• _GIVEN INSTRUCTION_:
Find each line in the material below that contains the string "cloud" and copy those lines out in full. Case counts.

=====

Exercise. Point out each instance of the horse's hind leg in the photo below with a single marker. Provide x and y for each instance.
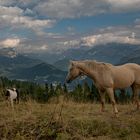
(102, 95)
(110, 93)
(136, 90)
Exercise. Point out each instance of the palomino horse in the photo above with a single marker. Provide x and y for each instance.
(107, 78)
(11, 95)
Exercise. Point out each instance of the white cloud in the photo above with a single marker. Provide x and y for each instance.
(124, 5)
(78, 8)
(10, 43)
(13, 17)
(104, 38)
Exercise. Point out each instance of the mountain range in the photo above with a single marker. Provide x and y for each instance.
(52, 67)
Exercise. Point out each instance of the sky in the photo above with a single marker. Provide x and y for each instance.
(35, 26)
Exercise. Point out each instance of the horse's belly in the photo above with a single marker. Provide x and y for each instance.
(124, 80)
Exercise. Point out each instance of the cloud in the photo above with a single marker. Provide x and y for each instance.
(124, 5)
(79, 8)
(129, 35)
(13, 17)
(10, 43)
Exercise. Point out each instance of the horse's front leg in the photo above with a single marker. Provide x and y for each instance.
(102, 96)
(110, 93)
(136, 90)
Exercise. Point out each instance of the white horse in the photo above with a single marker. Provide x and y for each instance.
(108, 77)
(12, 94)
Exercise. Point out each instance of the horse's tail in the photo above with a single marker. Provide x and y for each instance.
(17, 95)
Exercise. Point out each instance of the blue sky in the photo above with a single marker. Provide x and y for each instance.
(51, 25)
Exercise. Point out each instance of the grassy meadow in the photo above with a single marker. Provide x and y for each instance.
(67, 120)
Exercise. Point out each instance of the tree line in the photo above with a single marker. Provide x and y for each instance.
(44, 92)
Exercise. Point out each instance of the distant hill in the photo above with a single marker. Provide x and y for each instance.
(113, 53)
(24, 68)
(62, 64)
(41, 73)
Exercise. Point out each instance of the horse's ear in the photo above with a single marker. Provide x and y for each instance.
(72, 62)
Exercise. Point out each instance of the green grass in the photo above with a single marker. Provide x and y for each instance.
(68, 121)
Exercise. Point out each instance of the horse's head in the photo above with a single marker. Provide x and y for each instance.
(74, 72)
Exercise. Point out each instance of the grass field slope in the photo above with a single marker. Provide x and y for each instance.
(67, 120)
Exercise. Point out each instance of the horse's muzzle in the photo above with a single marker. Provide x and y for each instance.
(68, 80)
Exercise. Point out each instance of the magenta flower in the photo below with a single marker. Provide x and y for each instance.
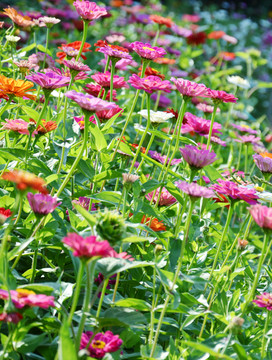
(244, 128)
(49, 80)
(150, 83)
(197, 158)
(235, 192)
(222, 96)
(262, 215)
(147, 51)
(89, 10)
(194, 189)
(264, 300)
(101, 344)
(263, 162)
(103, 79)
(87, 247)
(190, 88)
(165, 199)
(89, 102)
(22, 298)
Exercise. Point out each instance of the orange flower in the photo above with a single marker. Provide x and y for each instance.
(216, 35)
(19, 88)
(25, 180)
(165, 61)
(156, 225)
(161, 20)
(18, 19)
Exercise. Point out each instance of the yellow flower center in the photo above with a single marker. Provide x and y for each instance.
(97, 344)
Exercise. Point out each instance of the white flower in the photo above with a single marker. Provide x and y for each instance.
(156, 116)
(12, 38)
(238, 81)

=====

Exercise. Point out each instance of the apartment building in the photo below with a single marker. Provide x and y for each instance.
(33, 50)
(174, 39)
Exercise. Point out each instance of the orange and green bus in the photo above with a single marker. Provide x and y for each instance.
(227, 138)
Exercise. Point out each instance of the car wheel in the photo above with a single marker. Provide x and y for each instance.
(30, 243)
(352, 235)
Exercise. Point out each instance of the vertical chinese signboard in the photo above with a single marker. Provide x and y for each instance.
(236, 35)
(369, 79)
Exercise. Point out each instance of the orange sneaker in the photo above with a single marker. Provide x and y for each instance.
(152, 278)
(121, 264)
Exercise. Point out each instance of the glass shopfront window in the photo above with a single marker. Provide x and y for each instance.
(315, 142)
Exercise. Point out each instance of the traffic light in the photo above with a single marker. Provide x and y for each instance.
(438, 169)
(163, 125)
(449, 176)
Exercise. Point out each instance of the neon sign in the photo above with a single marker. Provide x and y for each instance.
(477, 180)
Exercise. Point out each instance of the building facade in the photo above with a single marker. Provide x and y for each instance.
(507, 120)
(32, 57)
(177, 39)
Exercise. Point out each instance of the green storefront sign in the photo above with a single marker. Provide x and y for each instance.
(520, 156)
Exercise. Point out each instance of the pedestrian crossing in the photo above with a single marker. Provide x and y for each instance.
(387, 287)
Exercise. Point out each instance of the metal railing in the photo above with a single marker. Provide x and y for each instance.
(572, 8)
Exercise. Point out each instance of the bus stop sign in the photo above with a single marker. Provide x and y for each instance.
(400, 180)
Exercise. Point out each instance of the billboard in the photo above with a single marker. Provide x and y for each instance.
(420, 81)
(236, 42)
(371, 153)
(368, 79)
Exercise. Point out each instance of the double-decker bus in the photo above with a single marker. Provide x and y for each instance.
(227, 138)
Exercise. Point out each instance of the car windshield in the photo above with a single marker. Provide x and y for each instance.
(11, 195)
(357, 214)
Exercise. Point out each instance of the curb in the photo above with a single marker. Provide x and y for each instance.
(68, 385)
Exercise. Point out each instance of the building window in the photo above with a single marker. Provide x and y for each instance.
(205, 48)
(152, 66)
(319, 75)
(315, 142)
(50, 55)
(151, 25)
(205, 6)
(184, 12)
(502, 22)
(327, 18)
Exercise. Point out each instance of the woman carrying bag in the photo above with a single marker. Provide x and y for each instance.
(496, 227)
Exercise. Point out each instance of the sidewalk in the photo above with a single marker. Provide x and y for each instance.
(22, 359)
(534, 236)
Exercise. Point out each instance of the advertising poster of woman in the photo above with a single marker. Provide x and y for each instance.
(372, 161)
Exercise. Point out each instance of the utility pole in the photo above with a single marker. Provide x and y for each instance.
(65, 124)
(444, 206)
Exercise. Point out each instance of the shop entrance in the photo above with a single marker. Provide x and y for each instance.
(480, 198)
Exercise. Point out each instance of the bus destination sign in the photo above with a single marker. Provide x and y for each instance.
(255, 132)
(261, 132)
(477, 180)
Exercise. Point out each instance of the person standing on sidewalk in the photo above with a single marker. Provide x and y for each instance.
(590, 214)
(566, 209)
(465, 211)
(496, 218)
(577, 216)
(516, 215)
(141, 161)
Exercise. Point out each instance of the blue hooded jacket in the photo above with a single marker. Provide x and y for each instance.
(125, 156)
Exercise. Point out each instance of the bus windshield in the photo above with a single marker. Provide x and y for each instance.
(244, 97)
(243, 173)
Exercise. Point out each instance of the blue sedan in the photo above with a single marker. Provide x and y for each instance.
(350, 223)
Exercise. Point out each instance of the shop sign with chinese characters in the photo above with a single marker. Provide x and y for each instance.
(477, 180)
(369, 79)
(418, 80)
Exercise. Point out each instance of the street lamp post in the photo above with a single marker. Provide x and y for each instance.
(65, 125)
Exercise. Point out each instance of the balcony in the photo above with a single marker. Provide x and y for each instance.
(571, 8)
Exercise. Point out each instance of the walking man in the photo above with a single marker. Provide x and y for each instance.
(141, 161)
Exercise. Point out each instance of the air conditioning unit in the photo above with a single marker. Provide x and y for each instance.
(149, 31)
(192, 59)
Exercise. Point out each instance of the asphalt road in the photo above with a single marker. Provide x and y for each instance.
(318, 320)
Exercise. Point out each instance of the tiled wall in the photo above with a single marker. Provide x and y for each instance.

=====

• _ANSWER TO THE TASK_:
Exercise. Point out each instance of the white cloud in the photo above with a single marker. Provide x and y for each instance.
Exercise. Point out each instance of the cloud in the photo above with a single marker. Provide x and y for each instance.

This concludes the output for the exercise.